**Data provided:**
== == ==

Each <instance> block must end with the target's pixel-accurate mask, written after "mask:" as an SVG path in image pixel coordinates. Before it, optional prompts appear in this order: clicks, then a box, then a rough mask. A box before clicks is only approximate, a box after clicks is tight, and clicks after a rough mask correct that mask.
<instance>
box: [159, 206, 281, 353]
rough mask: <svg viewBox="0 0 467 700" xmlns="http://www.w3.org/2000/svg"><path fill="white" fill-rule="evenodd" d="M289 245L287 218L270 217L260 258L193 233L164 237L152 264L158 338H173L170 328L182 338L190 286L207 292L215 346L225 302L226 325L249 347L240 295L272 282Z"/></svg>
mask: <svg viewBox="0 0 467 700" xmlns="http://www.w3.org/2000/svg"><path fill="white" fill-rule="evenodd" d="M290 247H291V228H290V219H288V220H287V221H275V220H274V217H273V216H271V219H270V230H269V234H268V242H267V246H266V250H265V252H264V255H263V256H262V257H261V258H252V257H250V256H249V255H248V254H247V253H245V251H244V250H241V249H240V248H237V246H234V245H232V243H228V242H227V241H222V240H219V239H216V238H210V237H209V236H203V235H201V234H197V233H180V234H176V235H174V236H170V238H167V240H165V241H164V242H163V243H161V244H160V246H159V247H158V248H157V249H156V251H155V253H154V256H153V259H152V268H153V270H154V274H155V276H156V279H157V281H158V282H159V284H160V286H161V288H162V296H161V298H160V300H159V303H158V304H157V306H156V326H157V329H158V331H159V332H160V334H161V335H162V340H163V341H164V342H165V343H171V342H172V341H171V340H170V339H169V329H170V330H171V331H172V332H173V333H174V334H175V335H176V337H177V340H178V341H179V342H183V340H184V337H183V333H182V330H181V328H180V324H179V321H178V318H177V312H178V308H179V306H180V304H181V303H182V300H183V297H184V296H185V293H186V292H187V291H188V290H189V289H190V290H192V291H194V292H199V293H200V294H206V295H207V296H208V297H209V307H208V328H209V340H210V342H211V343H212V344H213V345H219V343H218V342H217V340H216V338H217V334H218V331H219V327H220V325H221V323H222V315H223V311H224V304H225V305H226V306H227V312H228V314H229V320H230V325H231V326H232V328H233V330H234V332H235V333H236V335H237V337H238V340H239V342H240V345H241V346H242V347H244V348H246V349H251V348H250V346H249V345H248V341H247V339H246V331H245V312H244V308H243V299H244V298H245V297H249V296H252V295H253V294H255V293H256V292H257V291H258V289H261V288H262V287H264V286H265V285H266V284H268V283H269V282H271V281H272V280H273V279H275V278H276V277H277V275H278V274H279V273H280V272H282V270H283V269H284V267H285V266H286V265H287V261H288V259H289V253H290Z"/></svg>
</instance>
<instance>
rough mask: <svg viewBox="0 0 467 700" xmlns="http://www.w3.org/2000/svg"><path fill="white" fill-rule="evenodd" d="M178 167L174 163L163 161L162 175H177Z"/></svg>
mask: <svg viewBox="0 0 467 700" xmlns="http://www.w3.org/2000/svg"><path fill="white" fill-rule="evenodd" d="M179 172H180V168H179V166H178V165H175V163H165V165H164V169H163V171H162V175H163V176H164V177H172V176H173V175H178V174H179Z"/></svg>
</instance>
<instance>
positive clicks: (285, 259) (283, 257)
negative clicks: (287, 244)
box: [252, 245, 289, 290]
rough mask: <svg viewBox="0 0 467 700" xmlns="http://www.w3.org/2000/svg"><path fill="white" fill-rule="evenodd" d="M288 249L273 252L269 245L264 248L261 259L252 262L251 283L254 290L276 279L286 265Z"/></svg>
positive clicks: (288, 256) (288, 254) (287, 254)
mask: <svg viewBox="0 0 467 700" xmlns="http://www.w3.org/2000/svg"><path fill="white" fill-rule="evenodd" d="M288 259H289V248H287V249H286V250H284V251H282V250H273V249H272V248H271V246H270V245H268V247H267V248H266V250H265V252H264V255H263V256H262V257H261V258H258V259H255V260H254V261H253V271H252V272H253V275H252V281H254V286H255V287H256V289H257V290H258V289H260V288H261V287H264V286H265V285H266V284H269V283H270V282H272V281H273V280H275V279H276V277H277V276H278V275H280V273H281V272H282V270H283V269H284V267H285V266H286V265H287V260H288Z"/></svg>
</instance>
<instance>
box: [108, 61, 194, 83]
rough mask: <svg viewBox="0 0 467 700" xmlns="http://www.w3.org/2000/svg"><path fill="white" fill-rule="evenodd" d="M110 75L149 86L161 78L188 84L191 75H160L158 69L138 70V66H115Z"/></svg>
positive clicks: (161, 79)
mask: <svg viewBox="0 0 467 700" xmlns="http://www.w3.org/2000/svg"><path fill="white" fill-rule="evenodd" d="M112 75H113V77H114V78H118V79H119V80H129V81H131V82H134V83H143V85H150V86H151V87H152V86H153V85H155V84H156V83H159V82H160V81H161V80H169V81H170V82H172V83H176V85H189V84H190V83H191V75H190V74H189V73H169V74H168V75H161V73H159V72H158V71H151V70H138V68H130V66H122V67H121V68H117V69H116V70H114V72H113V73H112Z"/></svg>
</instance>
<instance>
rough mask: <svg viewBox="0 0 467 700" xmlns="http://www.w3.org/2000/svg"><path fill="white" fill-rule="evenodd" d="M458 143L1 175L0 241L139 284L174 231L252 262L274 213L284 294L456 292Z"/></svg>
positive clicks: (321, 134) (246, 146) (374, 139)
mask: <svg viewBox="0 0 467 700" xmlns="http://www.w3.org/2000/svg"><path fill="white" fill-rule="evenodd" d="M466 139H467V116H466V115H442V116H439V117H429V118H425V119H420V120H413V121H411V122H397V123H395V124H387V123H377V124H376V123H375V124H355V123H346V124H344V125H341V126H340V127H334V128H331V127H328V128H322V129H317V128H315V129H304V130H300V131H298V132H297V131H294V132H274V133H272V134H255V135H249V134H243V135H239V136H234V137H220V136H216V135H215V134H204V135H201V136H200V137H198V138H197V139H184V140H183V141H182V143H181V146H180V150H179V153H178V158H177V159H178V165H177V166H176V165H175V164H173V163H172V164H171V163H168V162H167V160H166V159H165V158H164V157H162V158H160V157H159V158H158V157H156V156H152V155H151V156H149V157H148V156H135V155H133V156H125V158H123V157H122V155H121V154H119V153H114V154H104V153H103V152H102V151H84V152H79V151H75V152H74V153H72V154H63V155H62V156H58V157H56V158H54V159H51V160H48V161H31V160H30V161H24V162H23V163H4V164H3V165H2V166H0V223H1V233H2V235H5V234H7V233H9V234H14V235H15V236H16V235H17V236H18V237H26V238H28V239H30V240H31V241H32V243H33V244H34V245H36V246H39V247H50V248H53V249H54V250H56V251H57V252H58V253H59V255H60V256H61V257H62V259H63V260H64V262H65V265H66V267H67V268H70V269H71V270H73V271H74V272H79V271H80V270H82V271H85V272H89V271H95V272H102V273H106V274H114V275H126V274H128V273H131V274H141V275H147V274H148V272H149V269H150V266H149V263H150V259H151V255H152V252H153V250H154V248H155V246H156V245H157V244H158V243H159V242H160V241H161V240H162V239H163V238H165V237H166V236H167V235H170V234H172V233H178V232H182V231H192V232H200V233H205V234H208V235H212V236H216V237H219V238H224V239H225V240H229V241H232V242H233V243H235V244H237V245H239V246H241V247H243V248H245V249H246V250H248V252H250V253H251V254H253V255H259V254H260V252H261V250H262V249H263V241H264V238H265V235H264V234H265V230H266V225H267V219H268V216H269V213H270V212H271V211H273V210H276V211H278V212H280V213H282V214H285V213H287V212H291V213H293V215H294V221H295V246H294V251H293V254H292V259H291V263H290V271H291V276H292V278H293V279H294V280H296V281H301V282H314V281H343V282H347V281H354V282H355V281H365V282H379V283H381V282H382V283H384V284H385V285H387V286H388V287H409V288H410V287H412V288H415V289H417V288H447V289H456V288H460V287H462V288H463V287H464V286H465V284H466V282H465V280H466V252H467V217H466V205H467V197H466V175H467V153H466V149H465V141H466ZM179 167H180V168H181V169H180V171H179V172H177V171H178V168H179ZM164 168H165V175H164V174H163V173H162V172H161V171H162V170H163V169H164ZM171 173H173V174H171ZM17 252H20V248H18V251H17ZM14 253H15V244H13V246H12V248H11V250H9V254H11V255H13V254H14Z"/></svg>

== == ==

**Your task:** Within the material above, transcribe exactly the lines that run from the line holding "249L273 252L269 245L264" through the line holding "box: [108, 61, 194, 83]".

**Response to the exercise:**
rough mask: <svg viewBox="0 0 467 700" xmlns="http://www.w3.org/2000/svg"><path fill="white" fill-rule="evenodd" d="M288 249L273 252L269 245L264 248L261 259L252 262L251 283L254 290L276 279L286 265Z"/></svg>
positive clicks: (288, 256) (288, 254) (287, 254)
mask: <svg viewBox="0 0 467 700" xmlns="http://www.w3.org/2000/svg"><path fill="white" fill-rule="evenodd" d="M288 259H289V248H287V249H286V250H284V251H282V250H273V249H272V248H271V246H270V245H268V247H267V248H266V250H265V252H264V255H263V256H262V257H261V258H258V259H255V260H254V261H253V271H252V272H253V275H252V281H254V286H255V287H256V289H257V290H258V289H260V288H261V287H264V286H265V285H266V284H269V283H270V282H272V281H273V280H275V279H276V277H277V276H278V275H280V273H281V272H282V270H283V269H284V267H285V266H286V265H287V260H288Z"/></svg>
</instance>
<instance>
box: [108, 61, 194, 83]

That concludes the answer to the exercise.